2013 Fiscal Year Research-status Report
精神分析と左翼思想―その接近と断絶をめぐる思想史的研究
Project/Area Number |
24520086
|
Research Institution | Kyoto University |
Principal Investigator |
立木 康介 京都大学, 人文科学研究所, 准教授 (70314250)
|
Keywords | 精神分析 / 左翼思想 / 毛沢東主義 / プチブルジョワジー / ラカン派 / 国際精神分析協会 / 秘密委員会 / 精神医学 |
Research Abstract |
本研究の目的は、1920年代から今日に至る、精神分析と左翼思想のあいだの接近と断絶のプロセスを、歴史的・社会的・思想的文脈から再検討・再構築することである。 平成25年度には、主に、①マルクスとマルクシズムにたいするジャック・ラカンの態度の批判的吟味と評価、②ラカン派(精神分析学派としての)に吸収された左翼知識人の行動とその軌跡の調査、③左翼思想家(アルチュセール、ドゥルーズ&ガタリ、デリダ、バディウ、ジジェク)がラカンから受けた影響、および彼らがラカンに向けた批判の検討、④アメリカにおける精神分析の医学化の射程と意義の分析―という四つのサブテーマについて研究を進めた。①~③については平成25年9月のフランス出張において、また④については平成26年3月のアメリカ出張において、調査と資料収集を行った。①および③にかんしては、さらに、これらの問題にかかわる当代随一の著作を発表したフランスの精神分析家ピエール・ブリュノを講演に招き、研究者コミュニティーとの交流もはかりつつ、情報と見解の教示を受けた。 その結果、現在までのところ、a/左翼思想家(マルクス主義哲学者)からの批判にたいするラカン派精神分析の応答は、1960年代から今日に至るまで、十分になされてこなかったこと、b/これらの批判には、しかし、共通の、精神分析とは本質的に相容れない考え方が見られ、それは「主体の分裂」の否定と「主体の分断」の肯定の形をとること、c/アメリカにおける精神分析の医学化は、1930年代から60年代前半までの当地での精神分析の繁栄と、その後の精神分析の衰退(医学における精神分析の地位低下が精神分析の社会的ポピュラリティの低下に直結した)をもたらしたと考えられるが、後者の徴候はすでに1950年代に顕れていること、が明らかになった。

[データセット抜粋]
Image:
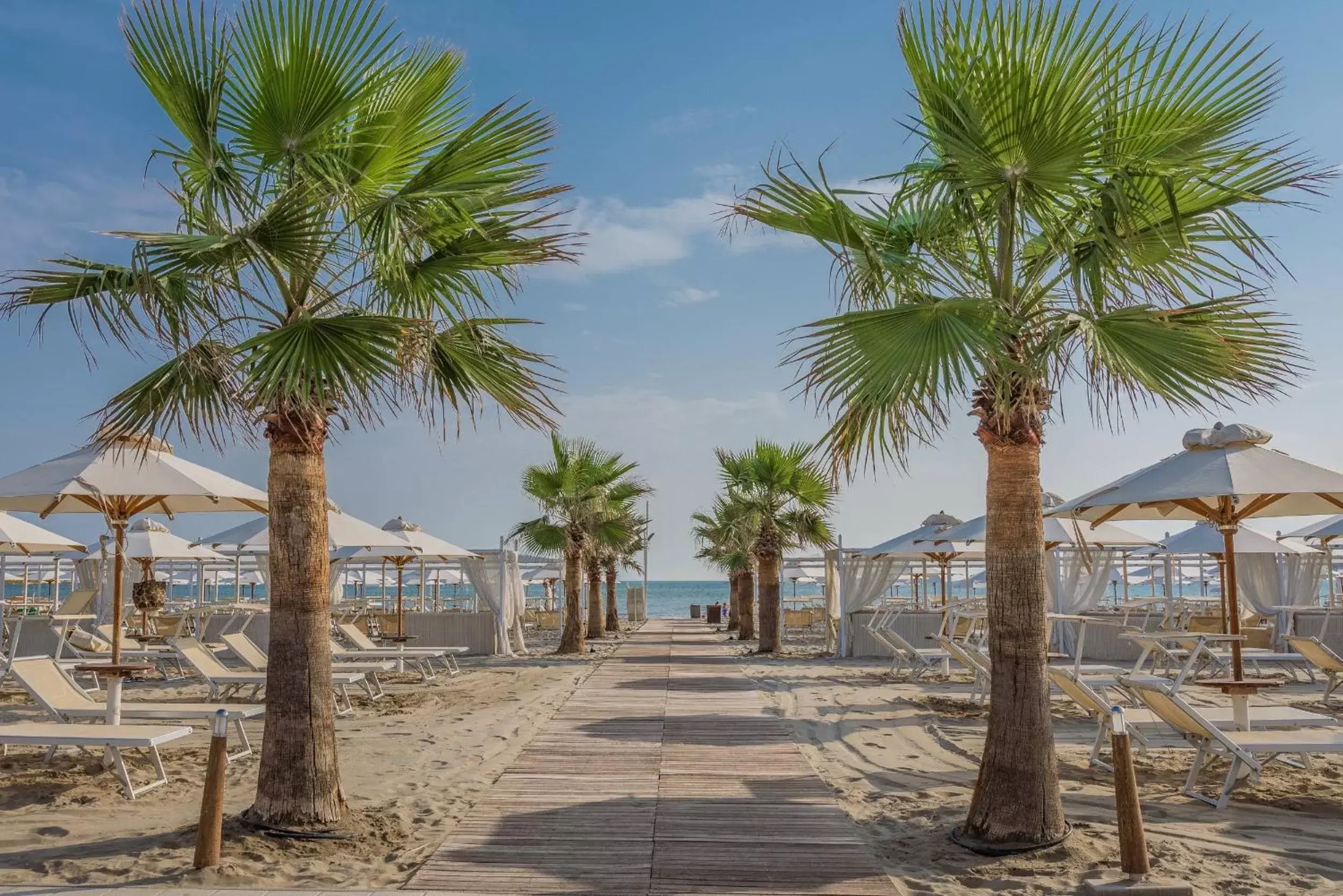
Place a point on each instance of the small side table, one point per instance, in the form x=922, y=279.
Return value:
x=399, y=640
x=1240, y=692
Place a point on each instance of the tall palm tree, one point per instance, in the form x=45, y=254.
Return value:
x=726, y=537
x=575, y=491
x=789, y=495
x=343, y=222
x=1073, y=213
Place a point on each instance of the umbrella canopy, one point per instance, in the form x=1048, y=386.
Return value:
x=918, y=543
x=19, y=537
x=151, y=540
x=1205, y=538
x=1071, y=532
x=120, y=480
x=1224, y=476
x=1325, y=531
x=345, y=534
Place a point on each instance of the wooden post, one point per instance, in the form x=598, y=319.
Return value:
x=210, y=830
x=1132, y=841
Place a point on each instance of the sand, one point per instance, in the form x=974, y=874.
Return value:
x=411, y=765
x=903, y=761
x=900, y=757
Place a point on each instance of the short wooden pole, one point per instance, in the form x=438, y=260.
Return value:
x=210, y=830
x=1132, y=841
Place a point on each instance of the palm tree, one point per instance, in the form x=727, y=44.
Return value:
x=630, y=538
x=343, y=223
x=576, y=491
x=726, y=537
x=789, y=495
x=1075, y=213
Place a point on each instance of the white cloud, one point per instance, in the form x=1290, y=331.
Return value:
x=689, y=296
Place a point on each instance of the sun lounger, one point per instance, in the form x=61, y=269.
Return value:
x=1320, y=657
x=1241, y=747
x=973, y=660
x=1096, y=706
x=254, y=657
x=422, y=657
x=225, y=682
x=114, y=738
x=53, y=688
x=904, y=655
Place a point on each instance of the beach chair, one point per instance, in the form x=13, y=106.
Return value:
x=423, y=657
x=225, y=682
x=53, y=690
x=973, y=660
x=256, y=659
x=1096, y=706
x=1320, y=657
x=113, y=738
x=1240, y=747
x=904, y=655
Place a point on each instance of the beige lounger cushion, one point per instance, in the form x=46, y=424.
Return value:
x=63, y=734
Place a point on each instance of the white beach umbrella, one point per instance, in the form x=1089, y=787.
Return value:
x=1224, y=476
x=417, y=545
x=125, y=479
x=345, y=534
x=20, y=537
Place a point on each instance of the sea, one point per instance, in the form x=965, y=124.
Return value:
x=667, y=599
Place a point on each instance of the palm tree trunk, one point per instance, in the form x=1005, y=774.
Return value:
x=1016, y=800
x=299, y=779
x=769, y=566
x=613, y=612
x=573, y=640
x=734, y=602
x=597, y=623
x=746, y=605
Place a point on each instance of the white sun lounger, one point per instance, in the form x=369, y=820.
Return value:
x=53, y=688
x=1241, y=747
x=114, y=738
x=423, y=657
x=225, y=682
x=1319, y=656
x=973, y=660
x=246, y=649
x=1081, y=692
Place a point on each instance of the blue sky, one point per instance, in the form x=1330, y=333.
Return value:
x=668, y=331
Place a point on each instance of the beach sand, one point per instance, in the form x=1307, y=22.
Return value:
x=900, y=758
x=411, y=765
x=903, y=761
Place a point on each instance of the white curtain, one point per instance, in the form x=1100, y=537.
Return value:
x=1075, y=581
x=499, y=582
x=863, y=582
x=336, y=580
x=1258, y=585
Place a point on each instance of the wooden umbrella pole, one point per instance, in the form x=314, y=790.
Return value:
x=1233, y=610
x=119, y=529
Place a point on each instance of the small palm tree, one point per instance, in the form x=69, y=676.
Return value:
x=789, y=495
x=1075, y=213
x=576, y=492
x=630, y=537
x=342, y=225
x=726, y=537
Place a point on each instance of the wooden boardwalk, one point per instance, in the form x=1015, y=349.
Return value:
x=661, y=774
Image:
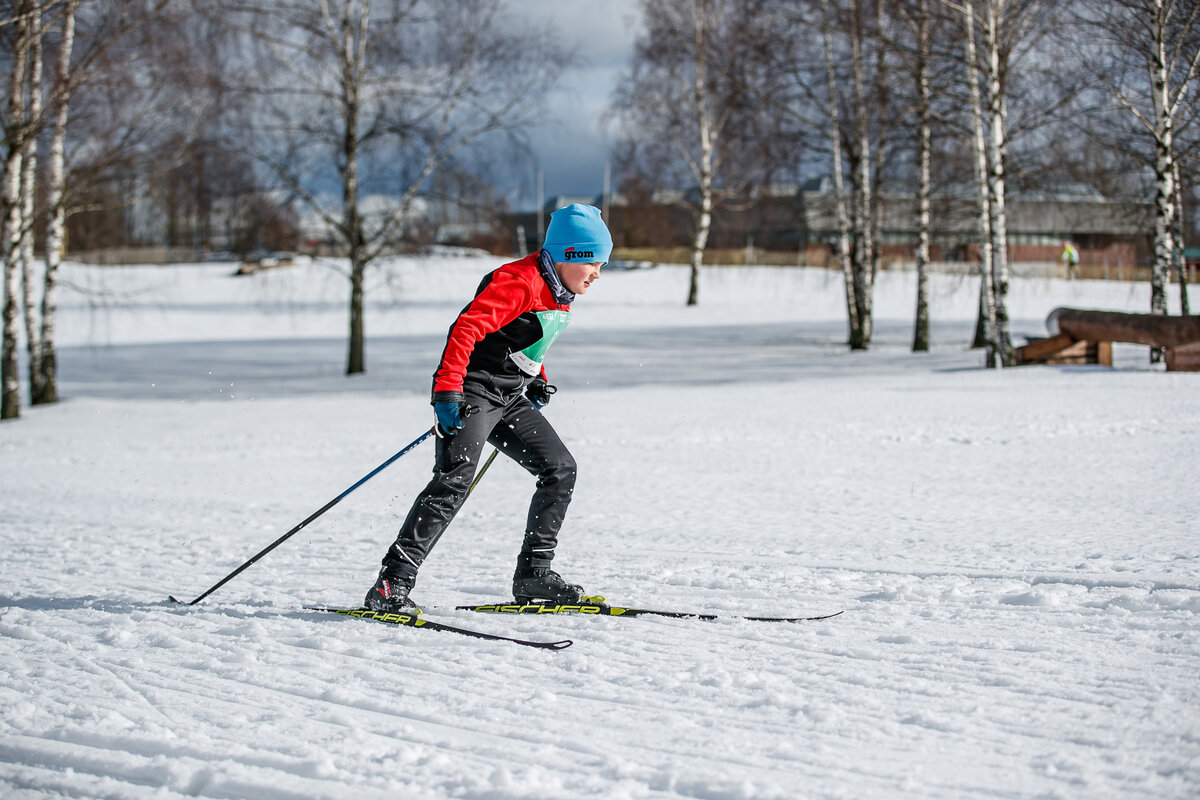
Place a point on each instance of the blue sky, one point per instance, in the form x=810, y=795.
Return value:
x=571, y=146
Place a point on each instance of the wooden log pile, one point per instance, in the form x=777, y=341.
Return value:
x=1081, y=336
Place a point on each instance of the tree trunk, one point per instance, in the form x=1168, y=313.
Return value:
x=699, y=242
x=924, y=146
x=351, y=66
x=987, y=276
x=864, y=245
x=996, y=187
x=1164, y=173
x=10, y=236
x=1181, y=259
x=707, y=145
x=55, y=229
x=839, y=185
x=25, y=240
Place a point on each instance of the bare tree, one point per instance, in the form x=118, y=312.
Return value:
x=373, y=98
x=21, y=30
x=1150, y=65
x=922, y=23
x=685, y=104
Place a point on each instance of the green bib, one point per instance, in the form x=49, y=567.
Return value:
x=552, y=324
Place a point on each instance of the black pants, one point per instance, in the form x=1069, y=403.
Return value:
x=519, y=431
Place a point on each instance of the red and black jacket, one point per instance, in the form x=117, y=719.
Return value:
x=501, y=319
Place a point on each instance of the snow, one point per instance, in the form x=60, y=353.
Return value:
x=1015, y=552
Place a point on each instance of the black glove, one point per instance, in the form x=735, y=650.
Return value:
x=539, y=392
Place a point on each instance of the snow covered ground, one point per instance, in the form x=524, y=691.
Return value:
x=1015, y=552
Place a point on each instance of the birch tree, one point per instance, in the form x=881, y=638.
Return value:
x=839, y=186
x=685, y=104
x=1149, y=64
x=21, y=32
x=43, y=359
x=919, y=18
x=375, y=98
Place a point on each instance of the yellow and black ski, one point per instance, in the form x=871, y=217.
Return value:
x=415, y=620
x=597, y=606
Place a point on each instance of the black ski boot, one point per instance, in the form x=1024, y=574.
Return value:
x=389, y=595
x=543, y=584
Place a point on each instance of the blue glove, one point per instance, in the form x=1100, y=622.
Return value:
x=449, y=416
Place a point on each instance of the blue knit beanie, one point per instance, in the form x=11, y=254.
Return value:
x=577, y=233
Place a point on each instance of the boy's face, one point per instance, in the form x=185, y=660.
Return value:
x=577, y=276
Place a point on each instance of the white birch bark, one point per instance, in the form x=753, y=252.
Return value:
x=996, y=180
x=25, y=235
x=987, y=289
x=1164, y=167
x=839, y=185
x=10, y=239
x=924, y=156
x=705, y=164
x=862, y=222
x=55, y=229
x=1181, y=262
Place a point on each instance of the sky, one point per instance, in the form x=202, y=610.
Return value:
x=571, y=148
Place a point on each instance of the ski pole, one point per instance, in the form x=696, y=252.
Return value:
x=313, y=516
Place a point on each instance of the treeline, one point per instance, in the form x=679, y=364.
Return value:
x=964, y=98
x=195, y=122
x=219, y=122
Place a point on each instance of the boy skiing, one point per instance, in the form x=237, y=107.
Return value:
x=490, y=388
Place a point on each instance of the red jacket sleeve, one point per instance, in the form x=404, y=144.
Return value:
x=503, y=300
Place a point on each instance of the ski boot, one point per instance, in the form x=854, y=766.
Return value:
x=543, y=584
x=389, y=595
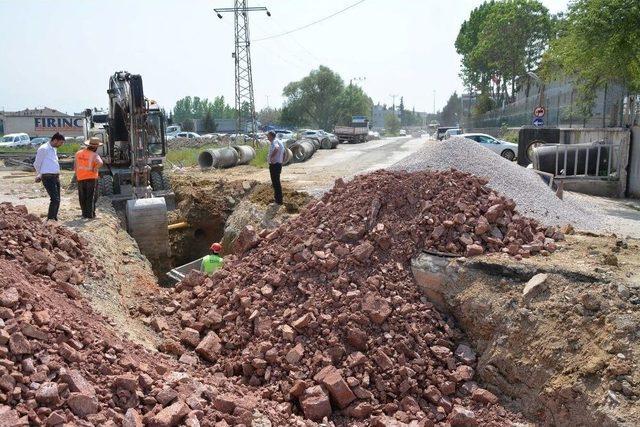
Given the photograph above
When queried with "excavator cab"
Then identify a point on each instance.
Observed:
(135, 148)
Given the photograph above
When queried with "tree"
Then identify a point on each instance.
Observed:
(502, 41)
(321, 100)
(391, 123)
(452, 111)
(269, 116)
(598, 42)
(208, 123)
(352, 102)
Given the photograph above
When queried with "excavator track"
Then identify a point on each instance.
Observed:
(148, 225)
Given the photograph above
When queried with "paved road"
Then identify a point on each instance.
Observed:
(318, 173)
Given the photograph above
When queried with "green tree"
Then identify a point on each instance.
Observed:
(598, 42)
(391, 123)
(312, 100)
(501, 41)
(208, 123)
(269, 116)
(452, 111)
(352, 102)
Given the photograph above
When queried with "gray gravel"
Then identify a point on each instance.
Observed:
(532, 196)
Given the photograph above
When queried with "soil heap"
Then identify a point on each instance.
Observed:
(324, 313)
(60, 363)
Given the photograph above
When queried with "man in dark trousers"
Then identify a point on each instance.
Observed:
(275, 158)
(87, 165)
(48, 172)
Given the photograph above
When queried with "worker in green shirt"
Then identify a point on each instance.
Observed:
(214, 261)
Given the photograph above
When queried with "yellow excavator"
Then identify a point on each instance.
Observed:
(133, 152)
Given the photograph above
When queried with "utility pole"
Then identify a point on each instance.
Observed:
(393, 97)
(242, 58)
(434, 102)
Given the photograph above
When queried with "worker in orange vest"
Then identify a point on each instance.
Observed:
(87, 165)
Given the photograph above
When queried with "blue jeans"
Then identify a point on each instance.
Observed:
(51, 183)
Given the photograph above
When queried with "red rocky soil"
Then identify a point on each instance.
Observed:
(60, 364)
(324, 314)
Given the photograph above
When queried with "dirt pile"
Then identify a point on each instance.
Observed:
(62, 364)
(205, 204)
(293, 200)
(324, 312)
(45, 249)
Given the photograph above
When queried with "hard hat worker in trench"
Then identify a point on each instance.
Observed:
(213, 261)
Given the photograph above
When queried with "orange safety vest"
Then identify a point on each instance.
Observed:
(87, 165)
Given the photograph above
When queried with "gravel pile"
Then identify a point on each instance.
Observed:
(323, 313)
(532, 196)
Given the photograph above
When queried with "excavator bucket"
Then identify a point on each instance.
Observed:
(147, 223)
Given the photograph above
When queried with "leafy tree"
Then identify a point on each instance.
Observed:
(391, 123)
(502, 41)
(452, 111)
(352, 102)
(208, 123)
(269, 116)
(598, 42)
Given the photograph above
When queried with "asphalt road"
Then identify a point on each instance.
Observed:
(318, 173)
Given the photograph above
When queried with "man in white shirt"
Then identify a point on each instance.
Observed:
(275, 158)
(48, 171)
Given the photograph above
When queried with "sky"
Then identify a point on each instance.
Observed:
(61, 53)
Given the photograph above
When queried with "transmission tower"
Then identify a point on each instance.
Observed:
(245, 104)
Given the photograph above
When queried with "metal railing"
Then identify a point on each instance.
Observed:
(575, 161)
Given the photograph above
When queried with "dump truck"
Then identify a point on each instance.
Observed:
(356, 133)
(133, 134)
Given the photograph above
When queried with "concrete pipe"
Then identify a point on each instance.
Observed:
(246, 153)
(288, 156)
(218, 158)
(302, 150)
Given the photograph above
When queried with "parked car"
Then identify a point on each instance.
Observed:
(38, 141)
(452, 132)
(15, 140)
(440, 132)
(184, 135)
(506, 149)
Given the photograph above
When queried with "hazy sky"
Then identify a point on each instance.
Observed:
(60, 53)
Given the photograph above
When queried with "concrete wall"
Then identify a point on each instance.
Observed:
(633, 170)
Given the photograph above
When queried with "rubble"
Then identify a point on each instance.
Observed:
(62, 364)
(343, 329)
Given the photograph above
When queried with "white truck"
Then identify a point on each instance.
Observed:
(356, 133)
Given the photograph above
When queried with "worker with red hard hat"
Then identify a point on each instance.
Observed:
(213, 261)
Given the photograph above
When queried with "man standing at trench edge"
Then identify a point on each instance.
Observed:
(275, 158)
(48, 171)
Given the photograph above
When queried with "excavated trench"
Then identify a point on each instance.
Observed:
(550, 357)
(555, 353)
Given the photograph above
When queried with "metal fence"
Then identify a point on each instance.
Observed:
(560, 100)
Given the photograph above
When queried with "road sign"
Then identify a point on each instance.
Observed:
(539, 112)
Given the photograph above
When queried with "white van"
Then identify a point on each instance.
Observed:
(15, 140)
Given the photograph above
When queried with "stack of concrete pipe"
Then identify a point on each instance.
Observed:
(227, 157)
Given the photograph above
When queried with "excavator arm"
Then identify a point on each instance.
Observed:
(130, 135)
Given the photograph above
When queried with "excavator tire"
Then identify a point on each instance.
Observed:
(166, 181)
(147, 223)
(157, 183)
(105, 184)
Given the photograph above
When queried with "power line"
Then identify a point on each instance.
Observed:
(310, 24)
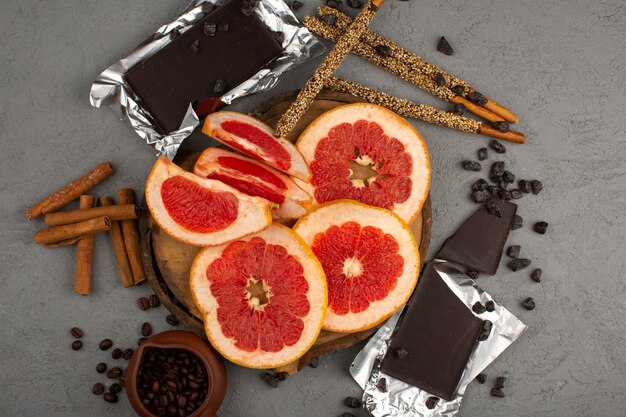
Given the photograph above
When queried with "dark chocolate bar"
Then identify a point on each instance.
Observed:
(479, 242)
(434, 338)
(190, 66)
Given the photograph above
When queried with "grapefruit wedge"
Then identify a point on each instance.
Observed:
(370, 258)
(200, 211)
(263, 297)
(367, 153)
(256, 179)
(254, 138)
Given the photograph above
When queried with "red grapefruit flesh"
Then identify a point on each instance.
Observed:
(253, 138)
(263, 297)
(255, 179)
(370, 258)
(200, 211)
(367, 153)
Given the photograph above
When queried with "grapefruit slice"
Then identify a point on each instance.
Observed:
(367, 153)
(263, 297)
(370, 258)
(256, 179)
(254, 138)
(200, 211)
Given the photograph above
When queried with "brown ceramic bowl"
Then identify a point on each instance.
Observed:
(178, 339)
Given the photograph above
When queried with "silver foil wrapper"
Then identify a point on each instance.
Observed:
(110, 86)
(402, 399)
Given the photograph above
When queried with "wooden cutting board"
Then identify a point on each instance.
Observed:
(167, 261)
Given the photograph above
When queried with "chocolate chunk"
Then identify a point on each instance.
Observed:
(529, 303)
(479, 242)
(541, 227)
(441, 339)
(444, 47)
(383, 50)
(497, 146)
(518, 263)
(513, 251)
(536, 275)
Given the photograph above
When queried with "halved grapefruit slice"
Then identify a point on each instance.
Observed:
(200, 211)
(367, 153)
(256, 179)
(263, 297)
(254, 138)
(370, 258)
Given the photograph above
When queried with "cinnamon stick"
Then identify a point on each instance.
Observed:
(71, 191)
(84, 254)
(132, 241)
(115, 213)
(69, 231)
(119, 249)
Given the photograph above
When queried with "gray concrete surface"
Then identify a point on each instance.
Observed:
(560, 65)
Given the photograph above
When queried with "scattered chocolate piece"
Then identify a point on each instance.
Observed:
(352, 402)
(444, 47)
(536, 275)
(471, 165)
(383, 50)
(431, 402)
(497, 146)
(477, 98)
(478, 308)
(541, 227)
(536, 186)
(513, 251)
(518, 263)
(529, 303)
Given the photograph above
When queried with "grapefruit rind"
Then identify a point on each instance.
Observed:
(299, 168)
(338, 212)
(317, 296)
(394, 126)
(254, 213)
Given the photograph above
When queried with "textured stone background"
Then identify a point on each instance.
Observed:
(560, 65)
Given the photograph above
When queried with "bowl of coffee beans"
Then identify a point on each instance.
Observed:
(177, 374)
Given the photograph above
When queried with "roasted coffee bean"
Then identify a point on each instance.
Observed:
(529, 303)
(143, 303)
(444, 47)
(536, 275)
(497, 146)
(541, 227)
(471, 165)
(440, 80)
(484, 334)
(76, 332)
(501, 126)
(459, 108)
(146, 329)
(518, 263)
(536, 186)
(97, 388)
(513, 251)
(518, 222)
(493, 208)
(383, 50)
(352, 402)
(114, 373)
(111, 398)
(478, 308)
(431, 402)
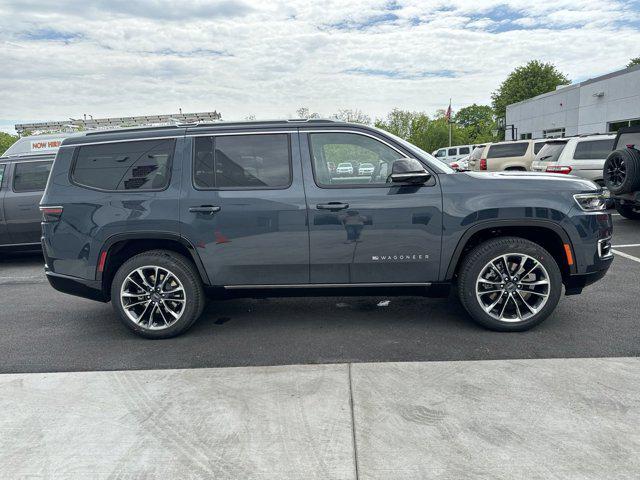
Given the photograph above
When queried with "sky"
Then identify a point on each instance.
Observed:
(267, 58)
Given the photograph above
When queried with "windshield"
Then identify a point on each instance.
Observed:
(444, 167)
(550, 152)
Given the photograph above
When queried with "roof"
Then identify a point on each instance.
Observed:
(572, 86)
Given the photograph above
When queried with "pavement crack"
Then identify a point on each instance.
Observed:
(353, 425)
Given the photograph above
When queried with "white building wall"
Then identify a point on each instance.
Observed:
(580, 108)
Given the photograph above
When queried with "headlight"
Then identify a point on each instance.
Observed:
(591, 202)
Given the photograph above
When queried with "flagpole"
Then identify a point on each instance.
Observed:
(449, 120)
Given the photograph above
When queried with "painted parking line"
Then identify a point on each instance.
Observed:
(626, 255)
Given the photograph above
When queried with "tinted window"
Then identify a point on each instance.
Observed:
(242, 161)
(593, 150)
(502, 150)
(327, 148)
(31, 176)
(141, 165)
(550, 152)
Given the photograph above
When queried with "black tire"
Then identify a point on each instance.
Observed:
(621, 171)
(475, 263)
(628, 211)
(186, 274)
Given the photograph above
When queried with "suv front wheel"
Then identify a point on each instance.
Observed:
(157, 294)
(509, 284)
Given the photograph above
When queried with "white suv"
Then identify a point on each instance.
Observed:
(581, 156)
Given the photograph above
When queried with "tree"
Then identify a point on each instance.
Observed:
(6, 140)
(353, 116)
(478, 122)
(525, 82)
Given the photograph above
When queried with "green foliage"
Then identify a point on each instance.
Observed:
(525, 82)
(6, 140)
(424, 132)
(478, 122)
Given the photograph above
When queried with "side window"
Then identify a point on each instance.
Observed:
(31, 176)
(593, 150)
(139, 165)
(360, 151)
(242, 161)
(504, 150)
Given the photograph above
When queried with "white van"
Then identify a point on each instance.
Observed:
(451, 154)
(580, 156)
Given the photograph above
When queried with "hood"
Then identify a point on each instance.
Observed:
(536, 180)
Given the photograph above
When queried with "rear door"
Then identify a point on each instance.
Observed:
(21, 201)
(589, 156)
(4, 234)
(363, 229)
(243, 207)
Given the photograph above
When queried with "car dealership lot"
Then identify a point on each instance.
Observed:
(44, 330)
(399, 416)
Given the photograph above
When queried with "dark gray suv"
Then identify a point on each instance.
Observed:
(154, 220)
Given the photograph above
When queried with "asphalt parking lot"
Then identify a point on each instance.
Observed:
(46, 331)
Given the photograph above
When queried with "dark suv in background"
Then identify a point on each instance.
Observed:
(154, 219)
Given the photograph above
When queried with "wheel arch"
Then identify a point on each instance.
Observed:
(549, 235)
(120, 247)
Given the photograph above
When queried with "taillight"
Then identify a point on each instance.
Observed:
(559, 169)
(51, 214)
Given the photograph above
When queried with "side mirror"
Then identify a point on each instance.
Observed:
(408, 170)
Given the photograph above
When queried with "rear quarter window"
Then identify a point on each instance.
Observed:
(594, 149)
(31, 176)
(508, 150)
(121, 166)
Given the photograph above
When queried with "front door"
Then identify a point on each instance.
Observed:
(22, 199)
(243, 207)
(362, 228)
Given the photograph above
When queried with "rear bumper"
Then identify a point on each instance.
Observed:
(78, 287)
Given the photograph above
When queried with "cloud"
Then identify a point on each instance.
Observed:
(117, 58)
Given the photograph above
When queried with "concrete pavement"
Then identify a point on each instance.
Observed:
(510, 419)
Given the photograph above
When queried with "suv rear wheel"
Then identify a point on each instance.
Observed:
(157, 294)
(509, 284)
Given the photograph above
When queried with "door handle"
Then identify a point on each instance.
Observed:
(333, 206)
(210, 209)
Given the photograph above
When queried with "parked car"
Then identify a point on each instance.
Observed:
(24, 169)
(582, 156)
(366, 169)
(344, 169)
(452, 154)
(621, 172)
(501, 156)
(155, 219)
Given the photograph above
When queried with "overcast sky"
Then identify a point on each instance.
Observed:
(267, 58)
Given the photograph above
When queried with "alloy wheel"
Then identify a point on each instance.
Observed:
(153, 297)
(513, 287)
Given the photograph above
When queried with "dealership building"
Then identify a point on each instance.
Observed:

* [取り組む課題]
A) 精神分析と左翼思想をめぐる研究報告によると、アメリカにおける精神分析の医学化についての調査と資料収集は、いつのどこへの出張で行われましたか。
B) 精神分析と左翼思想をめぐる研究報告の続きを、最後の文の後から書いてください。

* [解答一覧]
A) 平成26年3月のアメリカ出張で行われました。

B)
|
Current Status of Research Progress |
Current Status of Research Progress
2: Research has progressed on the whole more than it was originally planned.
Reason
平成24年度に引き続き、25年度にも調査、資料収集、資料解析といった基本作業が円滑に進められた。また、やはり前年度同様、本研究の成果の一部をタイムリーに公表できる機会にも恵まれた。 一方、前年度に日程調整の不調から資料調査に赴くことができなかったベルリン・フンボルト大学の精神医学史研究所には、平成25年度にも訪れることができなかった。十分な滞在日数のとれる出張が計画できなかったためである。 しかし、前年度より開始したアメリカにおける資料調査は、今年度も継続して行うことができた。ニューヨーク精神分析協会のアーカイヴおよび議会図書館に収蔵されている資料から、今年度は、戦間期のヨーロッパ(ベルリン、ウィーン)における精神分析の社会的受容の実像をうかがい知ることができた。
|
Strategy for Future Research Activity |
本研究は基本的に文献研究であるため、最終年度の推進方法もこれまでと変わらない。調査・収集した資料および文献の解読、整理、データベース化を中心に進め、同時に、研究内容に肉付けを行っていく。また、全体をまとめる作業を開始し、研究成果の本格的な公表に向かいたい。成果出版のための具体的なプロジェクトをすでに出版社とのあいだで開始しており、当面はまずフランス精神分析史についての著作のなかで、本研究の成果を大いに活用・提示することに集中したい。次いで、本研究の残りの柱(戦間期ベルリンにおける精神分析と社会主義思想の接合と乖離、アメリカにおける精神分析の医学化とその帰結)を主題化する予定である。 また、前欄記載のアメリカでの資料調査を最終年度も継続し、本邦未公開の資料群を可能なかぎり多く日本に移植する(コピーやトランスクリプションを研究資源として持ち帰る)努力をしたい。